| PROVIDED PASSAGE |
-=-=-

Please do not sign up for any workshop that is beyond your experience level!
Participant Playing Levels
In order for teachers to accomplish the goals of their classes, it is important that participants sign up for classes that are appropriate to their experience and playing level. Signing up for a class that is beyond your level creates major problems for the teacher and the other students. If the teacher deems that the class is above your level you may be asked to observe. Please refer to the following guidelines when choosing your classes.
Introductory: Appropriate for those who have never touched the instrument through folks who have played less than one year.
Advanced Beginning: These people have played the instrument at least one year. For marimba they can play a couple parts on at least five songs and for mbira they can play two songs.
Intermediate: For marimba, those who’ve played at least three years, can play a few parts on at least 10 pieces, have good technique, understand the rhythm, form and structure of the pieces, and can catch cues and understand how to move through sections. For mbira, those who know at least 5 songs and have played in both the kushaura and kutsinhira positions.
Advanced: Same as intermediate PLUS: learns quickly, is comfortable playing fast, has a strong sense of rhythm and at least 3 years playing at performance level. For mbira, able to learn a kushaura and kutsinhira part in one workshop.
Most, but not all, teachers allow audiotaping of workshops for personal use. Please see the “Materials” section of the workshop descriptions for information on each workshop.
Ways to View the Workshop Descriptions
- Click the links at the top-right of the page to view workshop descriptions by category, by session, or by teacher.
- See the Workshop Schedule for a complete list of workshops. On the Workshop Schedule page, click a link to view the description of a single workshop.

-=-=-

| DATA EXTRACT |
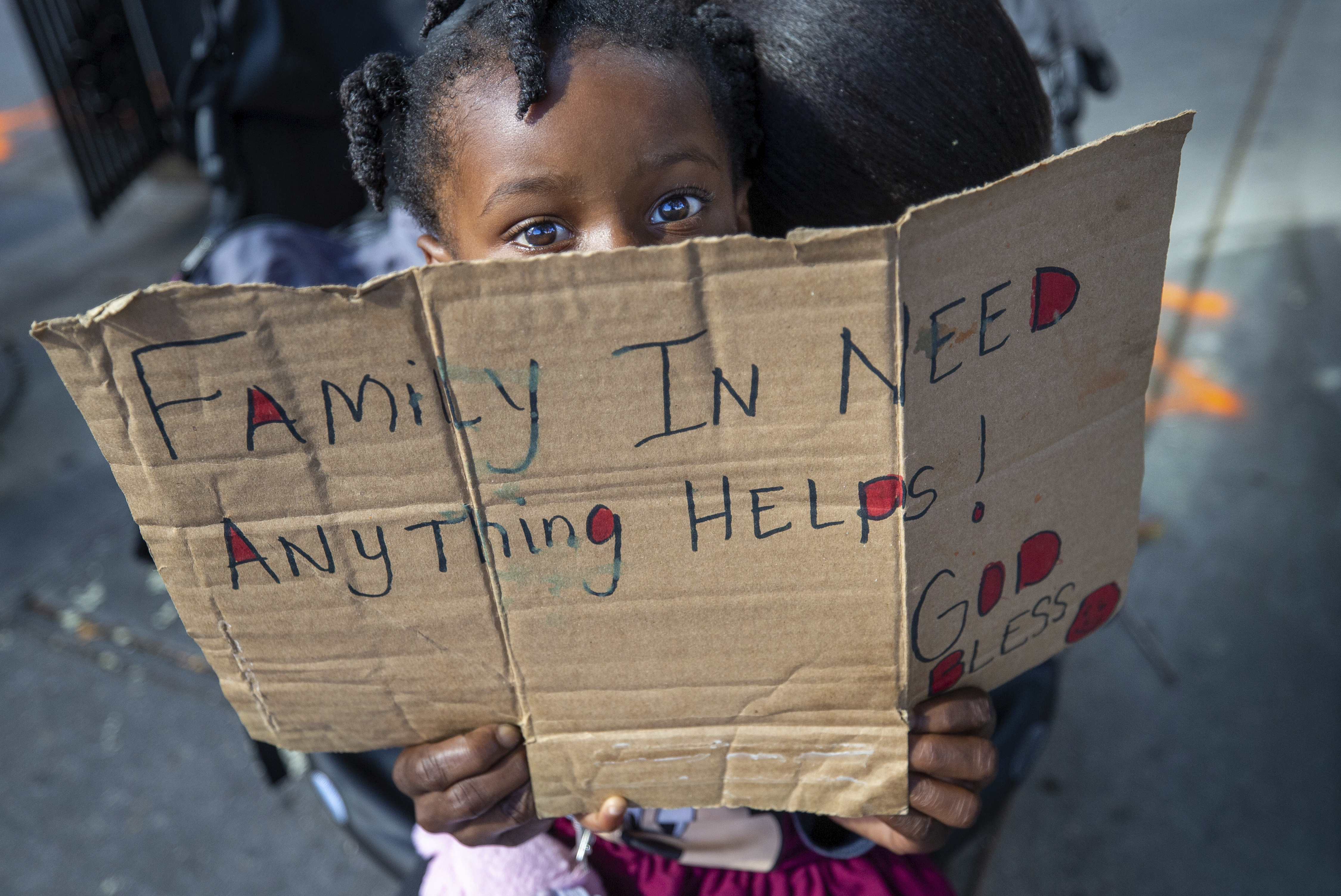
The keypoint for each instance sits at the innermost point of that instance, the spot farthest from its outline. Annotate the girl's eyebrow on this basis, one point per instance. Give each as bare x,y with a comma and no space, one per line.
676,156
540,184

-=-=-

| CHALLENGES |
A: Please repeat the part of the workshop level guidelines starting at "Most, but not" and ending at "or by teacher.".
B: Carry on the workshop level guidelines from the point where the text stops.
The data is separate material and has no connection to the workshop level guidelines.

| TASK-BY-TASK OUTPUTS |
A:
Most, but not all, teachers allow audiotaping of workshops for personal use. Please see the “Materials” section of the workshop descriptions for information on each workshop.
Ways to View the Workshop Descriptions
- Click the links at the top-right of the page to view workshop descriptions by category, by session, or by teacher.

B:
- Log on to Online Registration. You can register and view the current status of workshops (open/full). You can also view the workshop schedule and click links to see single workshop descriptions.
- Browse the Registration Guide, available as a PDF file suitable for printing, or contact our office if you want to receive a printed copy in the mail. Be aware that changes occur after publication in late April.
How to Register
You can register in advance either online or by mail. Or you can wait until you arrive at the festival and register on-site, but many workshops will already be full. For instructions, please see the Registration Information.
Workshops and schedules are subject to change
Workshop changes do occur. Changes are incorporated into the web pages (but not the PDF) as they occur so that they are up-to-date. It’s wise to check the Changes & Corrections web page occasionally right up until the festival, if you’re taking workshops.
What to Bring
Bring any instruments you may need for your workshops, and consider sharing your instruments and/or bringing extras. Please contact us at firstname.lastname@example.org if you will have extra instruments available.
Bring pens, paper, earplugs, recorders, extra batteries and tapes and whatever you need to make yourself comfortable during workshops.